提供文書
説明

画像記録装置

【課題】 各サイズのシート状媒体に寸法誤差があっても、露光部に対するシート状媒体の幅寄せによる位置決めを精度よく行うことのできる画像記録装置を提供を提供する。
【解決手段】 この画像記録装置は、複数サイズのシート状媒体を搬送可能な搬送手段と、搬送されたシート状媒体を走査して潜像を形成する露光手段と、露光手段の走査に対するシート状媒体の搬送方向と直交する方向の位置を矯正する矯正手段と、搬送手段、露光手段及び矯正手段を制御する制御手段と、を備え、矯正手段は、シート状媒体の搬送方向と略直交する方向Xに正逆移動可能でシート状媒体の両端と係合して搬送方向と直交する方向の位置を矯正する1対の係合部材1,2と、係合部材を駆動する駆動手段と、を有し、制御手段は、係合部材により搬送方向と略直交する方向に押圧されたシート状媒体Fの変形量を検出する検出手段9を有し、その検出結果に基づいて係合部材の正逆移動のタイミングを制御する。

【発明の詳細な説明】
【技術分野】
【0001】
本発明は、シート状媒体を走査して潜像を形成し画像を記録する画像記録装置に関するものである。

演習課題 1
記録のうち、「Expected output: one marker per instance of the pale」を含む行から記録の最後の行までを、「lake water」を「river water」に変えて書き直してください。ほかの部分はすべてそのままにしてください。
記録は上の文書とは関係がありません。

提供データ
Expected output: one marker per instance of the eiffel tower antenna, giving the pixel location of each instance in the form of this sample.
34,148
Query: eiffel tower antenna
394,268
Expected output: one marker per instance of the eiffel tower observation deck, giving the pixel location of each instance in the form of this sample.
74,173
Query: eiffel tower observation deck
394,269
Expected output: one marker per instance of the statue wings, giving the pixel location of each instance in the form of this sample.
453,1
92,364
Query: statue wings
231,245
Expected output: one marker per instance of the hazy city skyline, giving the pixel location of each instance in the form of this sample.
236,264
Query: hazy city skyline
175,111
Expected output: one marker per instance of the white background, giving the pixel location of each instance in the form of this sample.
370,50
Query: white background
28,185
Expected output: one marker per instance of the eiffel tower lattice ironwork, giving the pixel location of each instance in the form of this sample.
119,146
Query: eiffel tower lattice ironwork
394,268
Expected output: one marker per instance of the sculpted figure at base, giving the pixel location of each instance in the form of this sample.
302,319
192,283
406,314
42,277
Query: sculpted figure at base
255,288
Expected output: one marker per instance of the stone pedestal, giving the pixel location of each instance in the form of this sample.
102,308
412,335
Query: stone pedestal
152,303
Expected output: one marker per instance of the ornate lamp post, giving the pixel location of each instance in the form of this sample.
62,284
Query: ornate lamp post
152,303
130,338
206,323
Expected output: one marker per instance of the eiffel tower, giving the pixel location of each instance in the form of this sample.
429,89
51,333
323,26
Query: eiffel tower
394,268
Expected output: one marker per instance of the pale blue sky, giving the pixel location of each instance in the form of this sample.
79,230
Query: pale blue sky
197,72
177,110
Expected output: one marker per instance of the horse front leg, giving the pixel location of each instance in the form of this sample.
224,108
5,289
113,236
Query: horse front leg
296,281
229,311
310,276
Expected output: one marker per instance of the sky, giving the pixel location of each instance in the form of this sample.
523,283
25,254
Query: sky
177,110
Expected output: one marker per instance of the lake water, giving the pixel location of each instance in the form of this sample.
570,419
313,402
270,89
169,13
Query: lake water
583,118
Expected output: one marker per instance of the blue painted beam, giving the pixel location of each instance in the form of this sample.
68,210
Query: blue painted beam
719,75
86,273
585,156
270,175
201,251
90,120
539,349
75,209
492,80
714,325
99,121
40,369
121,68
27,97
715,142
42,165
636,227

演習課題 2
画像記録装置に関する文書の続きを、示されている最後の文の後から書いてください。

最終結果 1
Expected output: one marker per instance of the pale blue sky, giving the pixel location of each instance in the form of this sample.
79,230
Query: pale blue sky
197,72
177,110
Expected output: one marker per instance of the horse front leg, giving the pixel location of each instance in the form of this sample.
224,108
5,289
113,236
Query: horse front leg
296,281
229,311
310,276
Expected output: one marker per instance of the sky, giving the pixel location of each instance in the form of this sample.
523,283
25,254
Query: sky
177,110
Expected output: one marker per instance of the river water, giving the pixel location of each instance in the form of this sample.
570,419
313,402
270,89
169,13
Query: river water
583,118
Expected output: one marker per instance of the blue painted beam, giving the pixel location of each instance in the form of this sample.
68,210
Query: blue painted beam
719,75
86,273
585,156
270,175
201,251
90,120
539,349
75,209
492,80
714,325
99,121
40,369
121,68
27,97
715,142
42,165
636,227

最終結果 2
【背景技術】
【0002】
露光部で熱現像感光フィルムにレーザ光を照射して露光し、現像部で熱現像して潜像を可視化する画像記録装置(イメージャ)において、露光部に搬送されるフィルムの幅方向位置を幅寄せして位置決めし、フィルムをニップローラで搬送しながら露光している。この露光部では、前段のニップローラでフィルム先端を係止しまたは進退可能なストッパで係止することで、位置決めを行っており、位置矯正(規制)のための部品点数が少なくてすむ利点がある反面、位置規制後に再度の回転駆動時やストッパ退避時にフィルム先端部分が影響を受け易く、フィルムに対する画像位置が変動することがあった。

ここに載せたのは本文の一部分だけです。